* _TRECHO CITADO_:
☆ ☆ ☆ ☆ ☆

Segundo Marcelo, qualquer pessoa pode vencer o vício das drogas e voltar à sociedade, mas, para isso, ela precisa de oportunidades e confiança que só as pessoas podem dar. “A gente entende que não é só fazer a pessoa parar de usar droga, porque o tratamento ajuda, mas, se ela não tiver uma ocupação que melhore sua autoestima e a dê uma renda, ela retornará ao mesmo problema, talvez pior. A sociedade pode aumentar o índice de recuperados dando oportunidade a essas pessoas. Não discriminando, não estigmatizando, mas entendendo que esta pessoa está doente e precisa de ajuda, ela é muito mais vulnerável que nós que estamos do outro lado”.

Pela força de um filho

Cristian Montenegro. (Foto: Honório Moreira)

Criar um filho sozinho não é fácil, especialmente se você está se afundando cada vez mais em um vício. O motorista Christian Montenegro viveu isso em Manaus, cidade onde mora com o filho de 10 anos que ele cuida desde os 2. Ele já estava sem perspectivas quando o chefe da empresa onde trabalhava o propôs dar a si mesmo uma oportunidade e indicou a Fraternidade O caminho para realizar o tratamento.

“Eu estava me afogando em uma vida de álcool e cocaína. Eu passava a noite inteira utilizando e de manhã sem dormir já ia trabalhar. Não via mais o meu filho e estava perdendo o crescimento dele. O único momento que passávamos juntos ele estava dormindo, foi então que por ele decidi mudar de vida”, conta Christian.

☆ ☆ ☆ ☆ ☆

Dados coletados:
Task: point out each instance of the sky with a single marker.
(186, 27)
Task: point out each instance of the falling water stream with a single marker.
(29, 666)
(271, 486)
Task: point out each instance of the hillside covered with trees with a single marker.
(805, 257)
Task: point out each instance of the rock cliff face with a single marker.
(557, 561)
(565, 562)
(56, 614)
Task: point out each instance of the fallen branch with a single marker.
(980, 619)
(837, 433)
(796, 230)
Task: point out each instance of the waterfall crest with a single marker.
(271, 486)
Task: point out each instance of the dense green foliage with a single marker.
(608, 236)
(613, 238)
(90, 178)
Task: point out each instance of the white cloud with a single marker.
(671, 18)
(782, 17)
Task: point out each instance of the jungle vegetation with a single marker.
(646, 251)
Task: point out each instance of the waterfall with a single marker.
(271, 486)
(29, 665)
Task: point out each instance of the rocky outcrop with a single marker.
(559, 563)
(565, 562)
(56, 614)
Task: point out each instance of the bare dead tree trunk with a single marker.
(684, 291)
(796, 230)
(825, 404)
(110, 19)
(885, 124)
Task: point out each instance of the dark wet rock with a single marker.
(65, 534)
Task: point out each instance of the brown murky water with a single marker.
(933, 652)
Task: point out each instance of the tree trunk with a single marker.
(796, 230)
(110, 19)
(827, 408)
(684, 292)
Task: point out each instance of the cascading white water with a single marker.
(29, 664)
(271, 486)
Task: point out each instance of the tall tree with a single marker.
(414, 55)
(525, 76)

☆ ☆ ☆ ☆ ☆

* _ORDEM DE TRABALHO 1_: No texto sobre a recuperação de dependentes químicos, quem indicou a Christian Montenegro a Fraternidade O Caminho para o tratamento?
* _ORDEM DE TRABALHO 2_: Dê continuidade ao texto sobre a recuperação de dependentes químicos a partir do ponto em que ele termina.

* _RESPOSTA ESCRITA 1_: O chefe da empresa onde ele trabalhava.

* _RESPOSTA ESCRITA 2_:
Ele chegou à casa decidido a passar apenas seis meses, mas, depois de passado esse tempo e com 12 quilos a mais, ele olhou para o que vivia e percebeu quanto tempo tinha perdido. “Foram 25 anos que eu não vivi direito, que eu estava vivendo só para mim. Ainda tenho medo de como vai ser quando eu sair daqui, como vou lidar com o mundo lá fora. Mas tenho certeza que a vida que quero hoje é outra, vou fazer por onde merecer o respeito do meu filho”.

Para Christian, o milagre que aconteceu em sua vida pode acontecer na de qualquer pessoa, basta ter força de vontade e querer mudar. “Deus nunca desiste de você. As pessoas que estão ao seu lado também não, elas só não suportam ver você se acabando e às vezes se afastam. Mas a mudança existe no momento que se aceita mudar”.

Da fé à nova vida

Frei Samuel. (Foto: Honório Moreira)

A fé pode mover montanhas, e através dela muitas pessoas conseguem deixar o passado para trás e almejar um futuro totalmente diferente. Na casa de apoio do movimento da igreja católica Fraternidade O Caminho, esse percurso é trilhado pouco a pouco seguindo três pilares essenciais: a oração, a disciplina e o trabalho.

O responsável pela casa, Frei Samuel Servo de Jesus, conta que os filhos, como são chamados os que estão em tratamento, passam nove meses onde são vividas experiências de oração e formação sem uso de medicamentos e que promovem a mudança exterior e interior. “Depois que eles entram na casa, por dois meses ficam sem o contado da família, para sentirem o valor da família, que pela droga ficaram nessa ausência e aqui sentem a dor inversa, que chamamos de luto, a dor de deixar a família. Quando ocorre o encontro, é muito forte. Temos por exemplo o caso de um senhor que tem uma filha de dezoito anos que o viu sóbrio pela primeira vez nessa visita”.

Além das atividades desenvolvidas na casa, o Frei Samuel diz que a mudança humana e espiritual são trabalhadas através do entendimento dos pacientes sobre o que viviam. “Apesar de sermos uma comunidade religiosa, não temos um falso engano que só rezando que vai se curar. Então, durante o tratamento, trabalhamos além da área espiritual, trabalhamos a humana com reeducação, fazendo que conheçam as substâncias, os males causados ao organismo, tudo isso através de formações. Isso traz a eles conhecimento da própria doença que têm, e como se manter fora dela”.